Implementing the Reform Legislation Is a Critical Step for Ukraine
In August 2023, the U.S. State Department published an integrated strategy for Ukraine. This highly structured, systematic document defines the key goals and objectives of the U.S. government and its diplomats.
Apart from objectives aimed at securing Ukraine's victory in the war, the document summarizes the goals and requirements that have been in place for different Ukrainian administrations for a decade. These goals include fighting corruption, deoligarchization, continuing with judicial reforms, the introduction of corporate governance, and so on. The overarching question lingering behind the document’s cited goals is why, despite Ukraine's considerable efforts, achieving these goals has remained elusive.
The State of the Reforms
In 2024 Ukraine will mark the ten-year anniversary of the launch of its most ambitious anti-corruption reform program. On October 14, 2014, legislation was passed to start the process of establishing various anti-corruption agencies, including the National Anti-Corruption Bureau of Ukraine (NABU), the National Agency on Corruption Prevention (NAPC), and the Special Anti-Corruption Prosecutor’s Office (SAP). Later, the High Anti-Corruption Court was added. Further reforms included new methods to promote transparency in the selection of judges, prosecutorial reforms, reform of the police service on a new footing, and reform of the public electronic procurement system, ProZorro.
At first glance, it might seem that Ukraine decided to become a champion in the fight against corruption, but despite the large number of criminal cases brought against officials for alleged corruption, no top officials or oligarchs have received real sentences.
At the same time, Ukraine’s huge anti-corruption efforts have moved the country’s ranking on the Corruption Perceptions Index only a trifle, from 144th in 2013 to 122nd in 2021. In addition, the anti-corruption bodies are viewed with a high degree of distrust by Ukrainians. In a survey conducted in July and August 2021 by the Razumkov Center, an independent pollster, distrust was expressed by 69–70 percent of respondents.
The Economy Is Affected
Such desultory results are not limited to the fight against corruption. A significant achievement of Ukraine was the Association Agreement with the EU. The agreement was intended to stimulate economic growth and bring Ukrainian standards in line with European ones.
In 2021, Ukrainian authorities reported that the agreement was 60 percent implemented. More precisely, this meant that necessary changes in line with the agreement had been adopted at the legislative level.
At the same time, Ukraine was ranked 127th on the Heritage Foundation’s Economic Freedom Index, which considers such measures as the rule of law, governmental integrity, judicial integrity, the tax burden, business freedom, and property rights. That appears to be a dubious achievement with such a significant percentage of the Association Agreement having been implemented.
Every year, Ukraine prepares numerous presentations about progress on reforms, intended to attract investment. However, none of this reform talk ever results in real change. So let’s call a spade a spade: Ukraine is a paper Leviathan, a country where there is a gap between the adoption of laws and their implementation. This stark fact means that the focus of Ukraine's reform strategy should shift from passing laws to building the capacity to implement the necessary changes.
A Different Strategy
We propose a new strategy of "integration before membership." Essentially, this means Ukraine should start integrating with the West on a practical level today. It is not a novel strategy; this is exactly what happened with the integration of the post-Soviet countries into the EU and NATO.

» Objective: In the article on Ukraine's reforms, what share of respondents expressed distrust of the anti-corruption bodies in the Razumkov Center survey from July and August 2021?

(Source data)
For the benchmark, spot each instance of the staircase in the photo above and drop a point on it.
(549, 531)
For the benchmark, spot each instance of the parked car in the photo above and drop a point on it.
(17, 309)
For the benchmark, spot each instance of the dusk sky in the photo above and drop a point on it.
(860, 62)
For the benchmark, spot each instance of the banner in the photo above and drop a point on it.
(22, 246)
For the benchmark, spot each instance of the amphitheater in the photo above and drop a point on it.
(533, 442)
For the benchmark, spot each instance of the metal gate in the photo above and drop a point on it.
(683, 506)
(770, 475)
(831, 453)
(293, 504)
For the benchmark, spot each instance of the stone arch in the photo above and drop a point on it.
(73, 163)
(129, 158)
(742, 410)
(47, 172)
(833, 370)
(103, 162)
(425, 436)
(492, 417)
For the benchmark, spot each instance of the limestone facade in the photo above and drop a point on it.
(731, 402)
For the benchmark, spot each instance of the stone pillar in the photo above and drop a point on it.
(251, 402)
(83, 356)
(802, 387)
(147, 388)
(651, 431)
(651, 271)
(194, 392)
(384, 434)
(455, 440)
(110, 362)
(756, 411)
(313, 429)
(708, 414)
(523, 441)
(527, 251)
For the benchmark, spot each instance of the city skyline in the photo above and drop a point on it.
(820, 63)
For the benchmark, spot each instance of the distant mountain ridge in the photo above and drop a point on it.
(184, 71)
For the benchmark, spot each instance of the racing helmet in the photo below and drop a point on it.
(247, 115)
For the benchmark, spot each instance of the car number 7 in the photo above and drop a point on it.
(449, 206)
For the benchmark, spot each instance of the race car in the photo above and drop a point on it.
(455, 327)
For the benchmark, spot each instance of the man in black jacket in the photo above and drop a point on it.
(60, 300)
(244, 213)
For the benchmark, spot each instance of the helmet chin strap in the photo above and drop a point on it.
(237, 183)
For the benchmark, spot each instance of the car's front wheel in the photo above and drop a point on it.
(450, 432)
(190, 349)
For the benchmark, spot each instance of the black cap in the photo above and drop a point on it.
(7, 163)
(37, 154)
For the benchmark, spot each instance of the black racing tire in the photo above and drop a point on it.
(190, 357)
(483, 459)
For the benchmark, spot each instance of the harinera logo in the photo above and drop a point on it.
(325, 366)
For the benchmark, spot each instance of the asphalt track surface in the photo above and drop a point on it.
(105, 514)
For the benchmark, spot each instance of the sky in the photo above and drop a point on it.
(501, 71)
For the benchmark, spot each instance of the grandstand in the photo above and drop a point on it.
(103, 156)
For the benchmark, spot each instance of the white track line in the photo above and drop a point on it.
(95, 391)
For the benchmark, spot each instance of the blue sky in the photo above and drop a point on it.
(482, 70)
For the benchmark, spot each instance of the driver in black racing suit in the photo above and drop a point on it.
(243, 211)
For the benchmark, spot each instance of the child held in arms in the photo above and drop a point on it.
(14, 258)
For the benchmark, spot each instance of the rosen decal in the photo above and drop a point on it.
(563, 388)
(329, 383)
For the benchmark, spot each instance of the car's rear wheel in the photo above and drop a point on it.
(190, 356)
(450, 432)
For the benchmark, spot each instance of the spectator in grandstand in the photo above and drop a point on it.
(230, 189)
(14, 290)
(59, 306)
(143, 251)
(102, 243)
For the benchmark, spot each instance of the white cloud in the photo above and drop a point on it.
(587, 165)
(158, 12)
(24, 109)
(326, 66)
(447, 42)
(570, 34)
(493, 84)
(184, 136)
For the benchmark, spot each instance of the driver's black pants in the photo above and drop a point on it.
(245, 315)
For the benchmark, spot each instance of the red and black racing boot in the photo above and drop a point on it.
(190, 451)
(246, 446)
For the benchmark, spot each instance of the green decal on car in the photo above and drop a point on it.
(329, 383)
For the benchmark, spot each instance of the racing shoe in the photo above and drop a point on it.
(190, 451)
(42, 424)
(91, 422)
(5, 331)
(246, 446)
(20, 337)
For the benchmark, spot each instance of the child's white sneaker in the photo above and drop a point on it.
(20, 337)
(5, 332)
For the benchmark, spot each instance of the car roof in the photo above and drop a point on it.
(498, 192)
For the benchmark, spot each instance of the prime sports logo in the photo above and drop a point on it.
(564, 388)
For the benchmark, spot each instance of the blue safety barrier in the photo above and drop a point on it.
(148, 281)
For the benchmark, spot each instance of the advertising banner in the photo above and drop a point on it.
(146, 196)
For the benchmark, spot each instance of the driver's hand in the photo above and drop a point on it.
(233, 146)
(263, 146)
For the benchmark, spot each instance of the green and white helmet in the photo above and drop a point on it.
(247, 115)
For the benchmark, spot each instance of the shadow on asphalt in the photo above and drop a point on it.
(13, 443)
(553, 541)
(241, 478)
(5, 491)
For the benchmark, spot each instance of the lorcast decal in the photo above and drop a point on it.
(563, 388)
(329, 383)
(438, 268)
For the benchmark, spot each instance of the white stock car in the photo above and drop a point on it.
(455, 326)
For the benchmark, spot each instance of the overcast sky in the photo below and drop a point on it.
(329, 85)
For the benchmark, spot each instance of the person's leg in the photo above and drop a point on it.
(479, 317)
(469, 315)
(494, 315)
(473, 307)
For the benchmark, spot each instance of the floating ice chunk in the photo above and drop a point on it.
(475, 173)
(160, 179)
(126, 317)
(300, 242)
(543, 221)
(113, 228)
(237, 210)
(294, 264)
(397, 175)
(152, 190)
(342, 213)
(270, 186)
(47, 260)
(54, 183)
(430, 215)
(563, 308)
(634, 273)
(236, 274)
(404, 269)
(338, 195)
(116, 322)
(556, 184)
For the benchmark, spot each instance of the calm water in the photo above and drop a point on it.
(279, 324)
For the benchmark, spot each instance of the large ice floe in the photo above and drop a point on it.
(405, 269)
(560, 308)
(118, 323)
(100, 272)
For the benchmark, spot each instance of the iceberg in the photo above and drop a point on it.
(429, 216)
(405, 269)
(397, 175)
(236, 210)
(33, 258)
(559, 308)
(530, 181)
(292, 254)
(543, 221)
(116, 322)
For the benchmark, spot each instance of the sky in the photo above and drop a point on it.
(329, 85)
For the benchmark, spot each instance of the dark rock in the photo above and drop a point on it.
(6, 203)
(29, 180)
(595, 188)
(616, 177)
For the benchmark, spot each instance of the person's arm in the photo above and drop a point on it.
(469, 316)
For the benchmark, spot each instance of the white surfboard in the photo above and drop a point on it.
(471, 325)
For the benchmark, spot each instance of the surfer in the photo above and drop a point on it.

» Final result: Distrust was expressed by 69–70 percent of respondents.